Task requirements:
**a)** Using the passage about the Columbus airport, answer the following:
(i) What was the airport's record passenger total, and in what year?
(ii) What did Experience Columbus design, and for which area?
(iii) What kind of building does Andy Vasey say airport officials are avoiding?
**b)** Write the next few sentences of the passage about the Columbus airport, picking up after its final sentence.

Source passage:
-=-=-=-=-
Passenger figures for the airport hit a record 7.7 million in 2007. Those numbers fell off in the wake of Skybus leaving and airlines being socked with sky-high oil prices. Last year marked the airport’s fourth-highest passenger total ever, at 6.79 million.
Elaine Roberts, CEO of the Columbus Regional Airport Authority, talks about making the airport a fitting “front door to the community.” Some major central Ohio businesses and organizations have joined in this effort: Experience Columbus has designed murals highlighting local attractions for the baggage-claim area, and companies including Nationwide, Express and Huntington Bancshares are paying to advertise in the airport as part of a “One of Us” campaign designed to highlight local employers.
Andy Vasey, president of aviation consultancy Vasey Aviation, said Columbus airport officials continue to take a wise, measured approach to airport development, keeping the terminal up-to-date while avoiding building a debt-inducing “Taj Mahal.”
-=-=-=-=-
Extracted data:
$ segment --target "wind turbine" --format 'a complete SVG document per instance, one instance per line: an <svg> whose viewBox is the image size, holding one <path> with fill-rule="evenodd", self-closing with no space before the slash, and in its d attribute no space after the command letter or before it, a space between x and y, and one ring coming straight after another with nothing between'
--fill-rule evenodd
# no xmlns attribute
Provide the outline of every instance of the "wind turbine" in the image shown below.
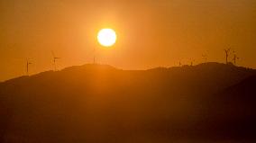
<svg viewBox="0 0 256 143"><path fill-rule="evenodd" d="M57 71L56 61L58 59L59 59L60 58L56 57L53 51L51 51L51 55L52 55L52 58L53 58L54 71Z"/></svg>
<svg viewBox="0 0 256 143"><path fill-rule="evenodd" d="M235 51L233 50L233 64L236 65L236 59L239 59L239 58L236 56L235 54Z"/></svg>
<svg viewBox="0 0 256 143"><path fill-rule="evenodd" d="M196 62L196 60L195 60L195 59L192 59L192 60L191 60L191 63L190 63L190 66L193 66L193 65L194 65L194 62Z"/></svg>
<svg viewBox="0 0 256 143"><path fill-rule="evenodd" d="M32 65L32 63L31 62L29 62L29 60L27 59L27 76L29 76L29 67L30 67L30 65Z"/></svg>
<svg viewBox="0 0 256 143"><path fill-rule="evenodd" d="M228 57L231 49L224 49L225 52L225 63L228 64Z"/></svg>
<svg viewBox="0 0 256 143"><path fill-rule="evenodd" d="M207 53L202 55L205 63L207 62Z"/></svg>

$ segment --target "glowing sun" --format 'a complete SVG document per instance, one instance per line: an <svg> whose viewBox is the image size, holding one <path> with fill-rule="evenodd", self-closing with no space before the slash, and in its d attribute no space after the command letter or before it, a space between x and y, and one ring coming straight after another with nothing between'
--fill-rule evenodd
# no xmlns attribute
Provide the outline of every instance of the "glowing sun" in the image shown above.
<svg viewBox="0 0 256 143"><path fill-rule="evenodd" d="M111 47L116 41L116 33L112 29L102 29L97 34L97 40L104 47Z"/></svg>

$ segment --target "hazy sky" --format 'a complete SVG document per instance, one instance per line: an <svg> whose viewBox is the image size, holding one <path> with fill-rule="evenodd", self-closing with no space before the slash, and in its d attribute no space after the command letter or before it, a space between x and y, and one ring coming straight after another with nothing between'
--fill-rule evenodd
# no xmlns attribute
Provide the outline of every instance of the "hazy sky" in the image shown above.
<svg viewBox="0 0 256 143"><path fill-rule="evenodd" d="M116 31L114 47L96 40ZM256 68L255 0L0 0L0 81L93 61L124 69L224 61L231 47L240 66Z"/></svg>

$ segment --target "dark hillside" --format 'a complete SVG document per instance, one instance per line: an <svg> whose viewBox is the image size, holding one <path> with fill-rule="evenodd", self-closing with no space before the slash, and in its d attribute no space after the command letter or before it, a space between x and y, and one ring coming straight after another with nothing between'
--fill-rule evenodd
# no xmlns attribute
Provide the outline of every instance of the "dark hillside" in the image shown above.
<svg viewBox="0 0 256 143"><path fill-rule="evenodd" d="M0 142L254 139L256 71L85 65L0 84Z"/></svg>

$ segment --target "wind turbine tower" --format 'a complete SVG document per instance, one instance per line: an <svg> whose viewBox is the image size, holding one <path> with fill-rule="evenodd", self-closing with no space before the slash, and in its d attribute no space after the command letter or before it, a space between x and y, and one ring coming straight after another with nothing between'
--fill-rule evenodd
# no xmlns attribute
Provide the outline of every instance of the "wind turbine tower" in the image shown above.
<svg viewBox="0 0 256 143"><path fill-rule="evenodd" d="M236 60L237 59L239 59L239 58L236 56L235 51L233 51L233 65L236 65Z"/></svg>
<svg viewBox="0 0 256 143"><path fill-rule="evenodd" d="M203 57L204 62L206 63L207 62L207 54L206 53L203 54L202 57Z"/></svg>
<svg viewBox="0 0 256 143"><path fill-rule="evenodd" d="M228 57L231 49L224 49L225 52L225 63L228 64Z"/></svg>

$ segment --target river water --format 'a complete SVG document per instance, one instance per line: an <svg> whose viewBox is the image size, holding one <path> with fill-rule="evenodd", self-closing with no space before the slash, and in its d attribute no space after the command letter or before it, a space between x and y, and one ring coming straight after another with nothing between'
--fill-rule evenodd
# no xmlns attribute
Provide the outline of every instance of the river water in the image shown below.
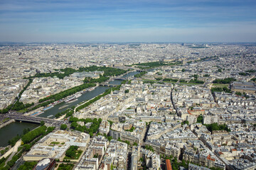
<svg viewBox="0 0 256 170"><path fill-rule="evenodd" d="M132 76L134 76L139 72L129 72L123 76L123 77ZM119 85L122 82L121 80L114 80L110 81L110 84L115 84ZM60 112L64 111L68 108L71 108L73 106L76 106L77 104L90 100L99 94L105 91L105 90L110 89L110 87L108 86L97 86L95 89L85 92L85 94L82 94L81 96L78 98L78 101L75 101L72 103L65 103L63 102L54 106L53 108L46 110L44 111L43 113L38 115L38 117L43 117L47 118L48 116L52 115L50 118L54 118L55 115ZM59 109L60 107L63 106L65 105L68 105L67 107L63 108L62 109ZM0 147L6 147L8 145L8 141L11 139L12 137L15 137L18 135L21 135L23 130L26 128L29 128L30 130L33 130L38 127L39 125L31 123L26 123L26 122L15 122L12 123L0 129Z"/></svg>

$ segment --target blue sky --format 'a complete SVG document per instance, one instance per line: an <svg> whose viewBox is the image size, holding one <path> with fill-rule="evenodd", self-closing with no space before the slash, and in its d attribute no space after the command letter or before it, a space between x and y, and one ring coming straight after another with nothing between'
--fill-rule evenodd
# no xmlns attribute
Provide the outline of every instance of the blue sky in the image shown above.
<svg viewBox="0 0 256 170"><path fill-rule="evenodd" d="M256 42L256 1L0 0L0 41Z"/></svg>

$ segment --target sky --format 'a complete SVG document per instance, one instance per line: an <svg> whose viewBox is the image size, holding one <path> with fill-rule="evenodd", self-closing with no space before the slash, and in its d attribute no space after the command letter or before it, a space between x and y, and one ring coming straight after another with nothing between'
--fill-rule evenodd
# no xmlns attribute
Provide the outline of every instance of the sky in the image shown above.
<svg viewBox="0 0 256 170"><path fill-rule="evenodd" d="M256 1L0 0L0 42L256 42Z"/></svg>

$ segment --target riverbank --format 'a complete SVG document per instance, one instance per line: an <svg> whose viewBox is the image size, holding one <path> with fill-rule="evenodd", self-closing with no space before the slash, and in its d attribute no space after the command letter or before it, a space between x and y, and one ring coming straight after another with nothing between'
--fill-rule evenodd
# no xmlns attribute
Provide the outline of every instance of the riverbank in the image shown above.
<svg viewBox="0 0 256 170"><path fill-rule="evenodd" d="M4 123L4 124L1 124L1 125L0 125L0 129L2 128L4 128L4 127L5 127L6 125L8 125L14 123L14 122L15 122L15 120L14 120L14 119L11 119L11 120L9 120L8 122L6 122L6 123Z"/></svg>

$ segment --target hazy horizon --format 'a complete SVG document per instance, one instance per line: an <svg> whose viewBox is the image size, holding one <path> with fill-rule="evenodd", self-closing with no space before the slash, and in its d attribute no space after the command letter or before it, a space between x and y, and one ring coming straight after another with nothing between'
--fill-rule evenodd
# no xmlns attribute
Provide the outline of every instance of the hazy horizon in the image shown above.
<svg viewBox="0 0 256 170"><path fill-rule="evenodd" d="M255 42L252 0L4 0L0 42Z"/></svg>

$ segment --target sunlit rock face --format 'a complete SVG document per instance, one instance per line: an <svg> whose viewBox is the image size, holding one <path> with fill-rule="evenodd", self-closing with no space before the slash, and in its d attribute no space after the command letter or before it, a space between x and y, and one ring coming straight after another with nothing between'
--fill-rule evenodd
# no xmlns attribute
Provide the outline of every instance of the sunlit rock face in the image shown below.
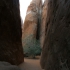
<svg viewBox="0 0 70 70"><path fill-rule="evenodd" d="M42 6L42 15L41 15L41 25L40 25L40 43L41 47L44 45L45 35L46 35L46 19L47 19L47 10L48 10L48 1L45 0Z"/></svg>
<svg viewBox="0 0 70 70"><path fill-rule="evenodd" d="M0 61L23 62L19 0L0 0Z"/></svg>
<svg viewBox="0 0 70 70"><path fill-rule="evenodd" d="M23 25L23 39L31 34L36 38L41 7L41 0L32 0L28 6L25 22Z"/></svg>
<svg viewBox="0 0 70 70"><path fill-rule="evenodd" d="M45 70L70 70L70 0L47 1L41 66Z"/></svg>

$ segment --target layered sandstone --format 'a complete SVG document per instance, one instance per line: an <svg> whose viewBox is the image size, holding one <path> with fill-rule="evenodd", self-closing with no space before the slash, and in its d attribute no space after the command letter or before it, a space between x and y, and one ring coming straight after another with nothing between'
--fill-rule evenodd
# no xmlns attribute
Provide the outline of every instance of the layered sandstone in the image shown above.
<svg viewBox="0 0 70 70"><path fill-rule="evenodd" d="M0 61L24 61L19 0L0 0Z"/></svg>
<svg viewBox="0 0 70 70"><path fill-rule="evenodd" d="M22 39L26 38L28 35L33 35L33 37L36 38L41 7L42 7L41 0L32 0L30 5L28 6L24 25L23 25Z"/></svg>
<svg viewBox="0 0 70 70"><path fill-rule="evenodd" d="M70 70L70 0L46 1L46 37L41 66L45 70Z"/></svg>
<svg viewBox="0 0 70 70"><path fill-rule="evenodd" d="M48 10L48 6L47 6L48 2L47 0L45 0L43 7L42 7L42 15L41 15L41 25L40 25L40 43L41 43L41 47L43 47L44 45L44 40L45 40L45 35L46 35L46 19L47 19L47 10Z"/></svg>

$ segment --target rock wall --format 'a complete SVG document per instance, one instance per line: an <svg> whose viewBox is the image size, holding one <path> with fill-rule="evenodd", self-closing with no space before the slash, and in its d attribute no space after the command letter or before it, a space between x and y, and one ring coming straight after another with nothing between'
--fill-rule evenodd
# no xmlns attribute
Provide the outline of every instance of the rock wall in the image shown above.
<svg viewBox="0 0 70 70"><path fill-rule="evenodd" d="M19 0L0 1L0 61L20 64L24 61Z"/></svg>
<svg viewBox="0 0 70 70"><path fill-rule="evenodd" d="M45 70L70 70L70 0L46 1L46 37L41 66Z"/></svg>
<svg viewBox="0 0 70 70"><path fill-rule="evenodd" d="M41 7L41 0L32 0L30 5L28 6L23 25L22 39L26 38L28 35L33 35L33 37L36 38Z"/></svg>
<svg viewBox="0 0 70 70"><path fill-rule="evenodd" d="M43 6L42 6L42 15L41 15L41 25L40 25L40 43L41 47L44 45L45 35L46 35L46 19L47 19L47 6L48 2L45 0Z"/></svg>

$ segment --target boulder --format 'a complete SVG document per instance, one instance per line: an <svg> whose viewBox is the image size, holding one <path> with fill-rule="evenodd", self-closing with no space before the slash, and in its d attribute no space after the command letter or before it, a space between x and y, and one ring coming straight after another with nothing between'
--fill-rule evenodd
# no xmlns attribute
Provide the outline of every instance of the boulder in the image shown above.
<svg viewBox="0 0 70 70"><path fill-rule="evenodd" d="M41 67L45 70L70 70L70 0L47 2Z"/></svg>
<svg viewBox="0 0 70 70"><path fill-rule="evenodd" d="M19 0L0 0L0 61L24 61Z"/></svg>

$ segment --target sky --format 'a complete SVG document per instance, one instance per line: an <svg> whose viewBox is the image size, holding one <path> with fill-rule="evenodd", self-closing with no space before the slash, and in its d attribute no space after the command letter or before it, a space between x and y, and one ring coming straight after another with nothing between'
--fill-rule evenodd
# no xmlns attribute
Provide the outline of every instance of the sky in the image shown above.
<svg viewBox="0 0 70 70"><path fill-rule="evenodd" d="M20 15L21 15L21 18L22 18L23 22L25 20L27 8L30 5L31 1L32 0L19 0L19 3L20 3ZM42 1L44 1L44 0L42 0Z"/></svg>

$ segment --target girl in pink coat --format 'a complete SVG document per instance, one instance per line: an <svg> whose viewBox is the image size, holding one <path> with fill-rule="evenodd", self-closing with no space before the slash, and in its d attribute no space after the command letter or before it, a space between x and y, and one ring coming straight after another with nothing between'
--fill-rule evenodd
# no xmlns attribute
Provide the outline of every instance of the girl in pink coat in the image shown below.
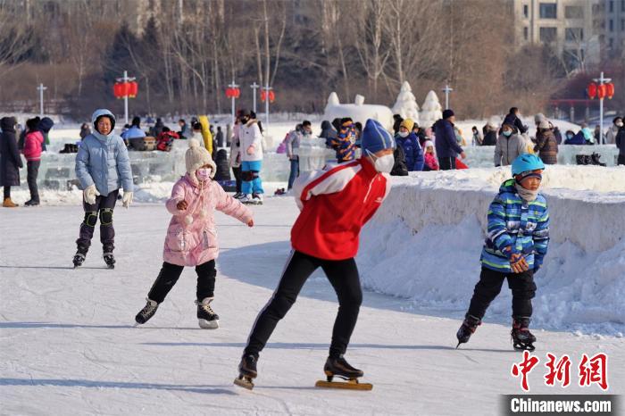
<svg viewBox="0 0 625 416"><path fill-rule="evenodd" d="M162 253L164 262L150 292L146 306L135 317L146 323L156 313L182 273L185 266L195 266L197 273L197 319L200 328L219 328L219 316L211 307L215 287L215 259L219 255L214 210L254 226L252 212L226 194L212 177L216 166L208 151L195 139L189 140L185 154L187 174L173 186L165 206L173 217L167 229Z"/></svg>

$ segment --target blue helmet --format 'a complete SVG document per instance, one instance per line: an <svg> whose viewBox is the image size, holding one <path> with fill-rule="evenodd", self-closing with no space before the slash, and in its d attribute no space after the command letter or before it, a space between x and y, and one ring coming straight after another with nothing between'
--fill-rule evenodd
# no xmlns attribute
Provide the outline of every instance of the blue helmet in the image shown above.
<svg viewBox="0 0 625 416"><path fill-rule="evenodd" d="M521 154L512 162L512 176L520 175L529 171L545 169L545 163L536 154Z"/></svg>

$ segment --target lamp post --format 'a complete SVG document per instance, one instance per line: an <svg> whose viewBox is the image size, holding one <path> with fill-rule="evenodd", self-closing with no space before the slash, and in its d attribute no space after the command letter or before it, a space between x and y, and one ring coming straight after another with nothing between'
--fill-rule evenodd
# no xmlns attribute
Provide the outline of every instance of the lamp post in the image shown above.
-=-=-=-=-
Answers to the exercise:
**a)**
(i) 7.7 million passengers, in 2007.
(ii) Murals highlighting local attractions, for the baggage-claim area.
(iii) A debt-inducing "Taj Mahal."

**b)**
“The leadership at the airport have taken a very sensible approach, instead of going for a very large new project that would greatly increase the cost to airlines,” Vasey said. “You want an airport to create a good first impression; airports are the first thing many visitors see, and airports today are regularly ranked, measured and commented on for their amenities.”
In addition to passenger needs for the present and coming years, the terminal revamp gives a greater showcase to the airport’s legacy. Two long-vacated retail spaces flanking the main entrance on the ticketing level have been turned into “Legacy of Leadership” lounges, with memorabilia and photos, previously on display in a little-seen mezzanine area, dating from the earliest days of Port Columbus in 1929 (at its original terminal on Fifth Avenue) to the present.